## Exercise
In the material below, some lines may hold the word "neck"; state how many do, giving only the number.

## Source data
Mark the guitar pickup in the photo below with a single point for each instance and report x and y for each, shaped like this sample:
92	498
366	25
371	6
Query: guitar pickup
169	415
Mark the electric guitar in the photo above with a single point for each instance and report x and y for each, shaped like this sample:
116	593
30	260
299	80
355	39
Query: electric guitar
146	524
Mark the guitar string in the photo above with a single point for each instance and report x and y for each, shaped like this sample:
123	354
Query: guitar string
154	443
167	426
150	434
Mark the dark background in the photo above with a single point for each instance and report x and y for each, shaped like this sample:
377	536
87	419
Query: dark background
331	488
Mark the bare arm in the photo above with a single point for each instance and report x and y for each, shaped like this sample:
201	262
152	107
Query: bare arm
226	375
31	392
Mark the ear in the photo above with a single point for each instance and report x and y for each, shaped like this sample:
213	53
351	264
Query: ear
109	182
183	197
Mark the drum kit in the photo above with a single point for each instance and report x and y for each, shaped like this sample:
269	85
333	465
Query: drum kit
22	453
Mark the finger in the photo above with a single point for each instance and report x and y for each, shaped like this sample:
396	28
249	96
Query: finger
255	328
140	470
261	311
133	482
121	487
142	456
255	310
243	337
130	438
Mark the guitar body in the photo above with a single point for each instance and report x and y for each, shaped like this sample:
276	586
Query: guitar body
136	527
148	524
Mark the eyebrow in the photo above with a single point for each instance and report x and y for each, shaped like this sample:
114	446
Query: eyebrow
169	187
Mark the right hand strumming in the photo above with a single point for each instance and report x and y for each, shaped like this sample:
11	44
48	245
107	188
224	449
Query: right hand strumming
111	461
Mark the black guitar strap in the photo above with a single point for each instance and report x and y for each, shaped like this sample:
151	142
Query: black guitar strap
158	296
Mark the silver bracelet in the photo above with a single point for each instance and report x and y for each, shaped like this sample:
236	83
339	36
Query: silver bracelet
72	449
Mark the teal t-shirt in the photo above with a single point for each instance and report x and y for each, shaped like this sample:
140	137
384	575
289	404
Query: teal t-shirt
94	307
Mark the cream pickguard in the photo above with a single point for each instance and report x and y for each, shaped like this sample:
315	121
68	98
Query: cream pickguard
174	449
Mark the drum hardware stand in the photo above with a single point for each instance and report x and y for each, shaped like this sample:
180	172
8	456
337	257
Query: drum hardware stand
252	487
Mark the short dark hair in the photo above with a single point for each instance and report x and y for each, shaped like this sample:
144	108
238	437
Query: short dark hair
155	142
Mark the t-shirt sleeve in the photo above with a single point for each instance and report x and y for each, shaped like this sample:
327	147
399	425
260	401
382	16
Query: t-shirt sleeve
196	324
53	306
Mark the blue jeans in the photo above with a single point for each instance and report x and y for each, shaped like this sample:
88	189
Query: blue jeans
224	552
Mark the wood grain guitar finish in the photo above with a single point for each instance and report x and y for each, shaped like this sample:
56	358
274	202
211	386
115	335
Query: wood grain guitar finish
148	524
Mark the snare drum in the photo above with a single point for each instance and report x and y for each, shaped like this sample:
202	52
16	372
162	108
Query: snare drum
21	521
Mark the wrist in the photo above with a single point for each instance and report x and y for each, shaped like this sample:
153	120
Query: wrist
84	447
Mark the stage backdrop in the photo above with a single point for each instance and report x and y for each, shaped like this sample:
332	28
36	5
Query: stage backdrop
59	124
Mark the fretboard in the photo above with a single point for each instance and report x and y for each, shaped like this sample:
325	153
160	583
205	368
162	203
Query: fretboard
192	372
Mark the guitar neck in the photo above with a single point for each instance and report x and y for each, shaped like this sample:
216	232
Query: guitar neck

## Solution to the exercise
2